(Beginning of EXTRACT)
Traders, politicians benefit from high prices
Onion and pulses prices periodically soar in India and that too ahead of elections. The rise in prices often brings tears to the common man and denies much-needed protein to the poor. This happens despite the fact that the production has increased substantially in the country. Onion production has doubled in the last 7-8 years to 190 lakh tonnes. The production of pulses might not have grown as rapidly, but India produces the largest amount at 19.5 million tonnes. The country is also the largest importer of pulses at 3.5 million tonnes.
In onion, the wastage is around 30-40 lakh tonnes every year. The shortfall during years of crop failure or destruction of standing onion crops due to floods or unseasonal rails is usually not more than 10 lakh tonnes. When such a shortfall is not bridged, prices skyrocket and political parties take advantage of it. Sometimes the shortfall is engineered to manipulate prices. If the country manages to save just 25-30 percent of the wastage through better cold storage facilities, it can prevent the spurt in prices. Unfortunately, this does not happen as it prevents traders and political bosses from reaping the benefits of price manipulations.
In the case of pulses, the problem is more complex. India is the only country which consumes a huge quantity of pulses, since they are perhaps a major source of cheap protein, particularly for vegetarians. Here the problem is there is no incentive for farmers to increase production of pulses unlike in rice and wheat where minimum support price is increased substantially disproportionate to the increase in input costs. Such a policy disincentivise farmers from producing pulses as a proper procurement policy for pulses does not exist like in the case of food grains, where the country holds stocks that are three times more than the buffer required to meet any contingency at around 60 million tonnes.
One of the reasons why the BJP lost the recent Bihar assembly elections is because of the soaring prices of pulses that touched Rs 200 per kg. Rightly, the government has now thought of creating a buffer now for pulses. The agriculture ministry has decided to create a buffer of 50,000 tonnes of pulses using the market stabilisation fund. The new crop start coming into the market from January and government would create the buffer initially through imported pulses. It will start in January with the import of 10,000 tonnes.
This makes sense as when India imports huge quantity during a shortage, global prices of pulses soar as it happened recently. The prices of imported pulses, which was around $700 per tonne in August rose to $1900 a tonne in October when India imported huge quantity to meet the shortfall to stabilise prices. Another problem with pulses is not many countries produce pulses apart from India. It is produced only in Myanmar and certain varieties like chickpea in Australia and Canada. Therefore, imported pulses are not available that easily.
As a permanent solution, India needs to encourage Indian farmers to produce more pulses on a mission mode shifting some of the surplus rice and wheat production to pulses through incentives like higher MSP and so on. Also, private Indian businessmen could buy a huge quantity of land in Africa, particularly East Africa which is conducive for growing pulses. The quantity produced there could be brought to India to create a much-needed buffer bringing about price stability. President Pranab Mukherjee gave some incentives for increasing pulses production in Eastern India when he was Finance Minister. That did help in marginally increasing pulses production in subsequent years but, unfortunately, that programme has apparently not been sustained and expanded.
(End of EXTRACT)
(Beginning of DATASET EXCERPTS)
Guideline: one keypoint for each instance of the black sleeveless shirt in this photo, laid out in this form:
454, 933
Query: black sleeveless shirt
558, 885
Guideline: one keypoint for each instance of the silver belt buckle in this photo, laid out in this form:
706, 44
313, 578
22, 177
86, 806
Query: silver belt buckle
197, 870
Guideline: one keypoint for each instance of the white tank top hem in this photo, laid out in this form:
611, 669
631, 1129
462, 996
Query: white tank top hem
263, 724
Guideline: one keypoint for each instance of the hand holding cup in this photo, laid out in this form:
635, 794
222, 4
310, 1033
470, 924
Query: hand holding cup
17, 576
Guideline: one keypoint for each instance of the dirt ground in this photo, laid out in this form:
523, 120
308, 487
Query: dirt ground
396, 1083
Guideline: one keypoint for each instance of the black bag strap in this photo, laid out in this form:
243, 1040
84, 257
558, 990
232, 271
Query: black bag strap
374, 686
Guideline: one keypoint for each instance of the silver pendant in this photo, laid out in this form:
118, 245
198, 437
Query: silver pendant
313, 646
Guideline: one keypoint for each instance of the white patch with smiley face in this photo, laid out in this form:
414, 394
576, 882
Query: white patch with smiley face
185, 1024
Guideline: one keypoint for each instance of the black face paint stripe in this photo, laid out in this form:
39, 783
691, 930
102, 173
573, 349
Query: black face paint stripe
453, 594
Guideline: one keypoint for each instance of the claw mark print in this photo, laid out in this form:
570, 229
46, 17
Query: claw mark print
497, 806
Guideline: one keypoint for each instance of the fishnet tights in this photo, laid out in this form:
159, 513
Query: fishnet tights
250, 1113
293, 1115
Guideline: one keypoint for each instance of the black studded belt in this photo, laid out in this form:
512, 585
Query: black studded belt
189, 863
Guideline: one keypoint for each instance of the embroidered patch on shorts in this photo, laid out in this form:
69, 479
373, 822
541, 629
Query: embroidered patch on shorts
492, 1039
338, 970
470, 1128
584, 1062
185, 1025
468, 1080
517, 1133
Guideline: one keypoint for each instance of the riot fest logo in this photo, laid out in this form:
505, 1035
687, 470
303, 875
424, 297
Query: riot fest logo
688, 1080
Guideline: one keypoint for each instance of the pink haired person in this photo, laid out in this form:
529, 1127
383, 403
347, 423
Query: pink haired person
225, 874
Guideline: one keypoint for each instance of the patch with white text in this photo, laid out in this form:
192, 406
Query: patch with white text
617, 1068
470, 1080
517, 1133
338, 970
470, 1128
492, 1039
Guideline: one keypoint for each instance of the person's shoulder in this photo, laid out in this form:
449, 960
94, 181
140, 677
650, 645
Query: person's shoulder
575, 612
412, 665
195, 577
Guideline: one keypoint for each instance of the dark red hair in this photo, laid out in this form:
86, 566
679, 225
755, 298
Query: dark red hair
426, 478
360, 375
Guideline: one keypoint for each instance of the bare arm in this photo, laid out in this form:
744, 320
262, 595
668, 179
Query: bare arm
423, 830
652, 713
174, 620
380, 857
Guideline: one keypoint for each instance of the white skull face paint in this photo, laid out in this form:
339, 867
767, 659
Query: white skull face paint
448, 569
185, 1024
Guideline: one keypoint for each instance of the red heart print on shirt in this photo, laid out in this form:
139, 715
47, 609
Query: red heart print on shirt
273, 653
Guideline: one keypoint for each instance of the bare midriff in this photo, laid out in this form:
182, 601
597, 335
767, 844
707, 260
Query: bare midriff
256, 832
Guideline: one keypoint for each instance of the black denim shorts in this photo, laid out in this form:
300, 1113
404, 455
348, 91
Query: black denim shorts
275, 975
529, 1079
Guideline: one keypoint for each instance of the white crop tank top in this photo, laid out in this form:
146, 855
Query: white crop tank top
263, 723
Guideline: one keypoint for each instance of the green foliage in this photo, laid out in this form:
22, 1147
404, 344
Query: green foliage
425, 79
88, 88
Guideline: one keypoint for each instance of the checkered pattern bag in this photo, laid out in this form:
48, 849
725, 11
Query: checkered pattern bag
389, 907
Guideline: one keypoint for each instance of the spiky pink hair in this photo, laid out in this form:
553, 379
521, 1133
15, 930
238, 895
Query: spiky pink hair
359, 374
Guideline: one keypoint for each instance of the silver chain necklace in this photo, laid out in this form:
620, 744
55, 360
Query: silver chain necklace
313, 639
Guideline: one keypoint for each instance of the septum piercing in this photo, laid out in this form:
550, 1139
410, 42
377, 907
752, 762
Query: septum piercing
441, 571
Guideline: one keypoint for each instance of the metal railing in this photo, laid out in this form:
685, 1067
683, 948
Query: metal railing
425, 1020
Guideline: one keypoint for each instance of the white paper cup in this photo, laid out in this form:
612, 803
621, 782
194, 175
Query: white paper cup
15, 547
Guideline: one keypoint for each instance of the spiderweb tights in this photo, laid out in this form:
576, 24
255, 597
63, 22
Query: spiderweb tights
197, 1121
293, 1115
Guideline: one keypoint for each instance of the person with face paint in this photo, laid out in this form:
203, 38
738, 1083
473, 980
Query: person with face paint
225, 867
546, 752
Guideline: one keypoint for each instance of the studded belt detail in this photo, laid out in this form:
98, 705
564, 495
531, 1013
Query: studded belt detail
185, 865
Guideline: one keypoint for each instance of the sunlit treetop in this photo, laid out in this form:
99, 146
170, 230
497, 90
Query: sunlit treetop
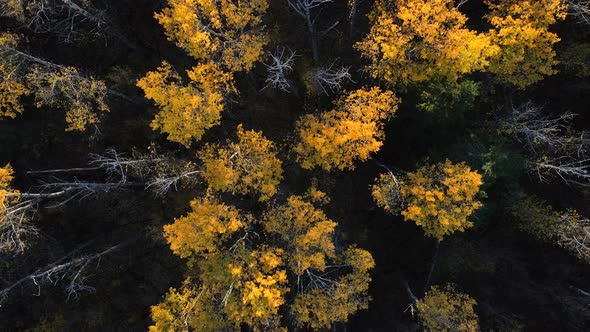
350, 132
187, 111
440, 198
305, 229
249, 166
521, 32
205, 228
422, 39
247, 273
226, 31
446, 310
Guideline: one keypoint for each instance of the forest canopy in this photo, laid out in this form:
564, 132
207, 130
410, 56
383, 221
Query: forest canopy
294, 165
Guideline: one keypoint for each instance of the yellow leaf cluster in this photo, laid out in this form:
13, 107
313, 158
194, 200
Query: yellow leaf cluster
225, 31
521, 31
307, 233
203, 229
13, 8
67, 89
445, 310
243, 280
322, 307
186, 112
250, 165
6, 193
423, 39
352, 131
11, 91
262, 284
440, 198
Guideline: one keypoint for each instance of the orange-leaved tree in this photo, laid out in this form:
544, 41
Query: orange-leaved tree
422, 39
247, 166
350, 132
242, 269
228, 32
187, 111
440, 198
7, 194
526, 44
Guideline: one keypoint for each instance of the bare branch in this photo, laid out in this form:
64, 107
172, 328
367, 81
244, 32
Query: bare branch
330, 79
555, 149
69, 269
277, 70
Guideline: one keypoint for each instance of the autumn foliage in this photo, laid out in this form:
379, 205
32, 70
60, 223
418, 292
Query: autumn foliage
526, 44
245, 268
350, 132
423, 39
247, 166
55, 86
419, 40
227, 32
6, 176
439, 198
187, 111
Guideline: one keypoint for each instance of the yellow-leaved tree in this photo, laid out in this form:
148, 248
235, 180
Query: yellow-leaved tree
526, 44
422, 39
305, 230
187, 111
56, 86
7, 195
439, 198
12, 89
446, 310
247, 271
228, 32
350, 132
247, 166
67, 89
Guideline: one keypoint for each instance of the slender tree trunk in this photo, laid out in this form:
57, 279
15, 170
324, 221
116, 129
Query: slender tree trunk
352, 17
313, 37
432, 266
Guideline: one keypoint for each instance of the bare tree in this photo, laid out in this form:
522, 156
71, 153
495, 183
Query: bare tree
580, 10
21, 64
330, 79
16, 228
280, 66
70, 269
555, 149
70, 20
161, 184
305, 8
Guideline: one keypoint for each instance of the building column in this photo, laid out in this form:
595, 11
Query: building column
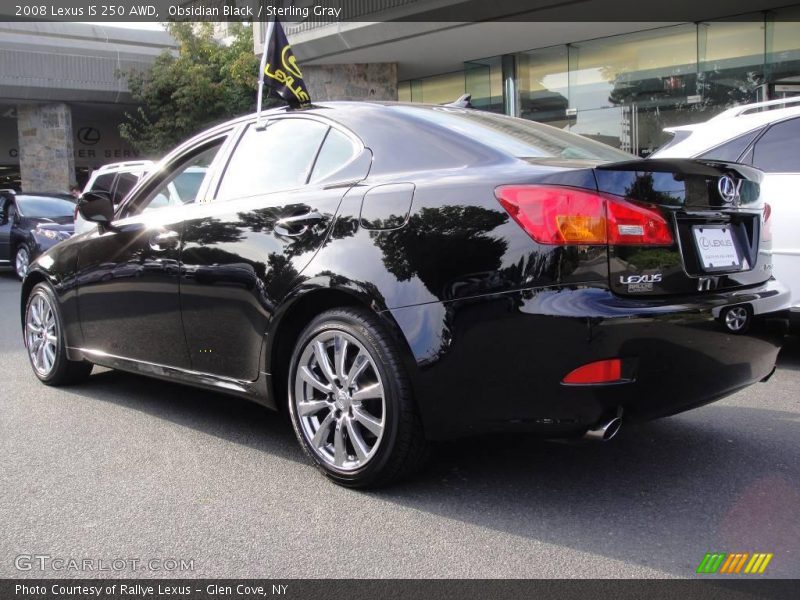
(End of DATASET EXCERPTS)
WHAT THE TASK ASKS
Return, word for word, everything in the piece on onion and pulse prices from "As a permanent" down to "sustained and expanded.".

RESPONSE
As a permanent solution, India needs to encourage Indian farmers to produce more pulses on a mission mode shifting some of the surplus rice and wheat production to pulses through incentives like higher MSP and so on. Also, private Indian businessmen could buy a huge quantity of land in Africa, particularly East Africa which is conducive for growing pulses. The quantity produced there could be brought to India to create a much-needed buffer bringing about price stability. President Pranab Mukherjee gave some incentives for increasing pulses production in Eastern India when he was Finance Minister. That did help in marginally increasing pulses production in subsequent years but, unfortunately, that programme has apparently not been sustained and expanded.